## EXCERPT
=-=-=
Glooscap and Hantsport Co-operate on Water Project
September 16, 2004 10:20 AM
Some people believe Friday the thirteenth is an unlucky day.
Janis Walker, band manager of the Glooscap First Nation,
considers that date in August 2004 very lucky. It was the day her
house was hooked up to the Hantsport water system.
After years of living on unreliable well water, the new system
was quite a treat. "I did a load of wash and the water didn't
turn everything brown. I'm a happy camper."
Until recently, water problems were a way of life for Glooscap
residents. Existing wells were failing and the quality of
producing wells was sub-standard. Six years ago the band realized
that something had to be done.
Studies were undertaken to identify the problem and to suggest
solutions. "We needed another source of water," said Ms. Walker.
"We could either build our own main source or try to hook up with
Hantsport." The band decided to see if a deal could be made with
the town of Hantsport.
At the same time Hantsport was having water problems of its own.
Town water was chlorinated but not treated. Although the system
was upgraded over the years "parts of our system dated back to
1906," said Mayor Wayne Folker. He remembered discussions of a
complete overhaul taking place as far back as the early 1970s.
When the Glooscap First Nation came to talk, the town was ready
The town had no basic objection to having Glooscap hook up to its
water supply, said Jeff Lawrence, the town's chief administrative
officer, especially since the town's supply line went right past
Glooscap on its way to Hantsport. When Glooscap offered to fund
the study of the Hantsport water system, the project was off and
The study determined that an upgraded system that would serve
both Hantsport and Glooscap was feasible. But Davidson Lake, the
town's water source, needed to be deepened around the intake pipe
and the transmission pipe from the lake needed to be enlarged.
Knowing full well the pitfalls that can hinder a cross-
jurisdictional project such as this, the band and the town
decided to forge ahead. Said Mr. Folker: "Chief Shirley Clarke
and I decided we would proceed with the thing until we run into a
Fortunately, no brick wall appeared. The project enjoyed the full
support of both communities, said the mayor. "The level of co-
operation has been terrific. There have been a lot of hurdles but
one by one we're getting over them."
Band manager Walker agrees. She said all participants in the
project were kept up to date with regular meetings and surprises
were avoided. "It's been great."
=-=-=
## GIVEN PROBLEM
In the article on the Glooscap and Hantsport water project, what is the name of the lake that serves as the town's water source?

## GIVEN RECORDS
=-=-=
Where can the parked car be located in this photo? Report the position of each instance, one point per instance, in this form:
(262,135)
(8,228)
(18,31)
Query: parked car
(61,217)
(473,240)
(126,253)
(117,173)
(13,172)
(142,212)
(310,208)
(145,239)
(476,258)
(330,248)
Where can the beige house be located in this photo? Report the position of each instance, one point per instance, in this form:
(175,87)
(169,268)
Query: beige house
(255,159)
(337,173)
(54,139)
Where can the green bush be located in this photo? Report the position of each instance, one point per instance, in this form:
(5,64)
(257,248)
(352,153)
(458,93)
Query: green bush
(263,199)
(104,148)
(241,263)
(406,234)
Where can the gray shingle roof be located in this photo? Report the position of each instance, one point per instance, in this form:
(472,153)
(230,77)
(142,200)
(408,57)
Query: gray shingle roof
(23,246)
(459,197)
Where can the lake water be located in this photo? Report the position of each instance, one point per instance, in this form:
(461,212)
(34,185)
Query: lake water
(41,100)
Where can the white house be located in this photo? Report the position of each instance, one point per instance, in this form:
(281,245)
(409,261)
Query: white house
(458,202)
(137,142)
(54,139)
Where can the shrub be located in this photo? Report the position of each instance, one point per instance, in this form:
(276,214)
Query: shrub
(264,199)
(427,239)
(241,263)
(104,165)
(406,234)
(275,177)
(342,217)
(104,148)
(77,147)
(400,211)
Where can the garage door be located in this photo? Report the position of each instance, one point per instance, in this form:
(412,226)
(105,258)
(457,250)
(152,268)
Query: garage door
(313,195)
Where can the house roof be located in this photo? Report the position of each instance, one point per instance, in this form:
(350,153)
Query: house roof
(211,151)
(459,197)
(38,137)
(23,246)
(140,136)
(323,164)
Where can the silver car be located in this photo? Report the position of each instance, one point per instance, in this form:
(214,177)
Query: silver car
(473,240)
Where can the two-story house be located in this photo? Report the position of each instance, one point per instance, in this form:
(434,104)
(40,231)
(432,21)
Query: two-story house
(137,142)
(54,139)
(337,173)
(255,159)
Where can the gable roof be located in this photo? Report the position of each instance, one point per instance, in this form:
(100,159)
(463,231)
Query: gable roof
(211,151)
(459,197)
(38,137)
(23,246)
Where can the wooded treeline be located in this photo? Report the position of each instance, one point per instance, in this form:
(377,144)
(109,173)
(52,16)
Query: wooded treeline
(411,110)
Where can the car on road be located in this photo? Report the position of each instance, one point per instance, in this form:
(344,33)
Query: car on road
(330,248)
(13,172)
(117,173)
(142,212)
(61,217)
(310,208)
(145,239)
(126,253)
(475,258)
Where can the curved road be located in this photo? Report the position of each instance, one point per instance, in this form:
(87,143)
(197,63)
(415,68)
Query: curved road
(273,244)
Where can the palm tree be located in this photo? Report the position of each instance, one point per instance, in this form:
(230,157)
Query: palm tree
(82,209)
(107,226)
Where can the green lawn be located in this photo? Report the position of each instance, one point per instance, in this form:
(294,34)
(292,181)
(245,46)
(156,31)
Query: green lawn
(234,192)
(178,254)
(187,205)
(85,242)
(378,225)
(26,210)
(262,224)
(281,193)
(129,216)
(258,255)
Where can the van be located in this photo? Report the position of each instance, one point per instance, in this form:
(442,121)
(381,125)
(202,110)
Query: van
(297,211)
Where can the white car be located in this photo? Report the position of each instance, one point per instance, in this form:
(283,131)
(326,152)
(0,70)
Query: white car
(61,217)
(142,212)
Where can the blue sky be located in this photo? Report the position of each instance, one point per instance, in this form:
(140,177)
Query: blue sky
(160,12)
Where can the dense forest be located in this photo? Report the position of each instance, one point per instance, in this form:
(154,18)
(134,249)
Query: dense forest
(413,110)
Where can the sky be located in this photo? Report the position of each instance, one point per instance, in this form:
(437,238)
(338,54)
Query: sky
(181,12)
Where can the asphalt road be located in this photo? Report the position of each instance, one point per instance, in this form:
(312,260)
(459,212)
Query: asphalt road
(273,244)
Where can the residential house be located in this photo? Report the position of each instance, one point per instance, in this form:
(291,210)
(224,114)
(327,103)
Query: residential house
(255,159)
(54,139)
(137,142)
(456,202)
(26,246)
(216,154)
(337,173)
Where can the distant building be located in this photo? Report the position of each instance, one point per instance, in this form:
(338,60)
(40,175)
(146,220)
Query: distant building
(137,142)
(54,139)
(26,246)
=-=-=
## OUTPUT
Davidson Lake